--- START ---
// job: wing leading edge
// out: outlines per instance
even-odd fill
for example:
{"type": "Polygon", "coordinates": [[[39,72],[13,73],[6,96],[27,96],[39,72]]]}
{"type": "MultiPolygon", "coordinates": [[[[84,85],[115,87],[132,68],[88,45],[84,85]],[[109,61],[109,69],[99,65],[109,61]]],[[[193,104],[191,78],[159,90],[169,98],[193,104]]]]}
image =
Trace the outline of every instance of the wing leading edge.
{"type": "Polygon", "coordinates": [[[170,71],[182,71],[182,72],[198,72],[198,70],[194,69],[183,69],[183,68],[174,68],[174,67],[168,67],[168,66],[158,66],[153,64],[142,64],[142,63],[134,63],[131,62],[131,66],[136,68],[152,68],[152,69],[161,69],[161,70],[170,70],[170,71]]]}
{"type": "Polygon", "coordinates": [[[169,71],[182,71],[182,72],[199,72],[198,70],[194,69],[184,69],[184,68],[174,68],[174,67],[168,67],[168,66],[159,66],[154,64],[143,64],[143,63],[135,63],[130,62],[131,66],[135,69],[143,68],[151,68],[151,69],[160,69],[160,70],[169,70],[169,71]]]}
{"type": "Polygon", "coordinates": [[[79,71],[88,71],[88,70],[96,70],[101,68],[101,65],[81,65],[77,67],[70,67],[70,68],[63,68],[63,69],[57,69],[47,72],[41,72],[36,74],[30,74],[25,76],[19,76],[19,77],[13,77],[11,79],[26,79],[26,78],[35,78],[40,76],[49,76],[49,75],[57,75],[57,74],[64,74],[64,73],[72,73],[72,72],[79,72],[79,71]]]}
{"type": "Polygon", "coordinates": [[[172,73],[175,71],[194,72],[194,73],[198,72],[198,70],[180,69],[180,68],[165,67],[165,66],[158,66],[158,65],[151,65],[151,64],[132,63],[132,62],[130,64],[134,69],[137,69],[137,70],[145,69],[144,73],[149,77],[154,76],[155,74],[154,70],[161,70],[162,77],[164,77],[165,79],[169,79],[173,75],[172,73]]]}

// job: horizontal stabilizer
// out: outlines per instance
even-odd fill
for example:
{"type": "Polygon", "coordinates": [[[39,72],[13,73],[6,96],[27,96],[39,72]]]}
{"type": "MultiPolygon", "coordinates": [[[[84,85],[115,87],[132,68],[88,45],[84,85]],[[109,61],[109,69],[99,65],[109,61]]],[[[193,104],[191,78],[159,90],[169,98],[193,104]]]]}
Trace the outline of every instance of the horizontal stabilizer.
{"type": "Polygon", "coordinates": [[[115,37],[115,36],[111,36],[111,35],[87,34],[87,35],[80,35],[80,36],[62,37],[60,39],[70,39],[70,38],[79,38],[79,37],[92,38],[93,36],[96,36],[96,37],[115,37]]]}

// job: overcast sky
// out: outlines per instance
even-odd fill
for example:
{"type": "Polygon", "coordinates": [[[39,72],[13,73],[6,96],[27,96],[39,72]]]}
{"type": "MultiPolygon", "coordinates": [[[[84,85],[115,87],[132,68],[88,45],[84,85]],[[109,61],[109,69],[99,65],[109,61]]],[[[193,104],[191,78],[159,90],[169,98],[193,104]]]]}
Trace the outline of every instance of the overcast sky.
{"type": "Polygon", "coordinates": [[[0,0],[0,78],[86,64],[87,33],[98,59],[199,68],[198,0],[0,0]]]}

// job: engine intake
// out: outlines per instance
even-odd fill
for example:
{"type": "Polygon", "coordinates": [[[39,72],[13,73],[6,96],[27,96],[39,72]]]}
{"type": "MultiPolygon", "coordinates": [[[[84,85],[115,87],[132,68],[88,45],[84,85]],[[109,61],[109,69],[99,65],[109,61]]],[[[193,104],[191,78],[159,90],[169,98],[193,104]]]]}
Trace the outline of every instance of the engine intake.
--- END ---
**Try it**
In the material above, show every line where the word "engine" turns up.

**Task result**
// job: engine intake
Trace the outline of every instance of the engine intake.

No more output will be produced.